* Dataset extract:
____
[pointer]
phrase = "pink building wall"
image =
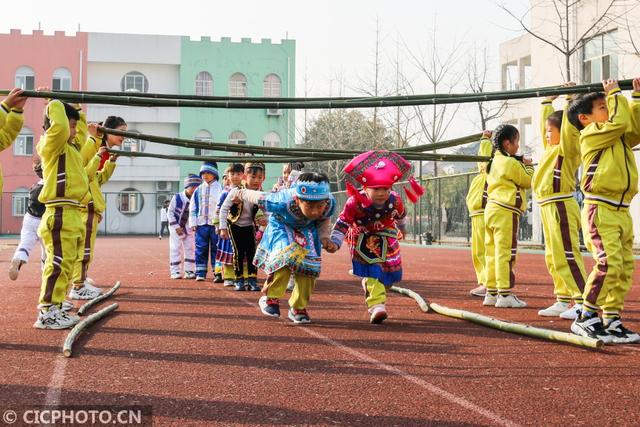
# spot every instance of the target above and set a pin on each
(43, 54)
____
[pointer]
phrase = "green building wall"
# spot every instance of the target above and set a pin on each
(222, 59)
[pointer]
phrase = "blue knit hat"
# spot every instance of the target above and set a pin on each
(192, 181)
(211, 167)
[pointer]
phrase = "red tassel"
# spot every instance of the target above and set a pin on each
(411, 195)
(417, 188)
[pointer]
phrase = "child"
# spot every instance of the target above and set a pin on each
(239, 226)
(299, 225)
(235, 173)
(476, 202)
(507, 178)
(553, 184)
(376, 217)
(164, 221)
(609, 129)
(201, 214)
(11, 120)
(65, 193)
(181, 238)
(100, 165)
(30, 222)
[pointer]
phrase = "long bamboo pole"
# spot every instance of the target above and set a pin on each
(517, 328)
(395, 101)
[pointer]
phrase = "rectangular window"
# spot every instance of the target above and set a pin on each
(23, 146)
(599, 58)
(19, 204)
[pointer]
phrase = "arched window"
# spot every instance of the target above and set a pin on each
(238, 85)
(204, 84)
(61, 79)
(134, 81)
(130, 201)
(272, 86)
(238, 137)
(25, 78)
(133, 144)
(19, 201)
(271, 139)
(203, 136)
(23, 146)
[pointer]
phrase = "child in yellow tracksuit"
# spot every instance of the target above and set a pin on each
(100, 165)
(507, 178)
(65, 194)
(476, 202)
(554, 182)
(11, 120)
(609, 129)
____
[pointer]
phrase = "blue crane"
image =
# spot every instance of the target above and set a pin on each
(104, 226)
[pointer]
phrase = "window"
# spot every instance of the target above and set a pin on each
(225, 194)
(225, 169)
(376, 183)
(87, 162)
____
* The problem: Gather and copy out in full each line from the three blocks above that contains the string "blue".

* Exercise solution:
phrase = "blue knit hat"
phrase = "blue crane"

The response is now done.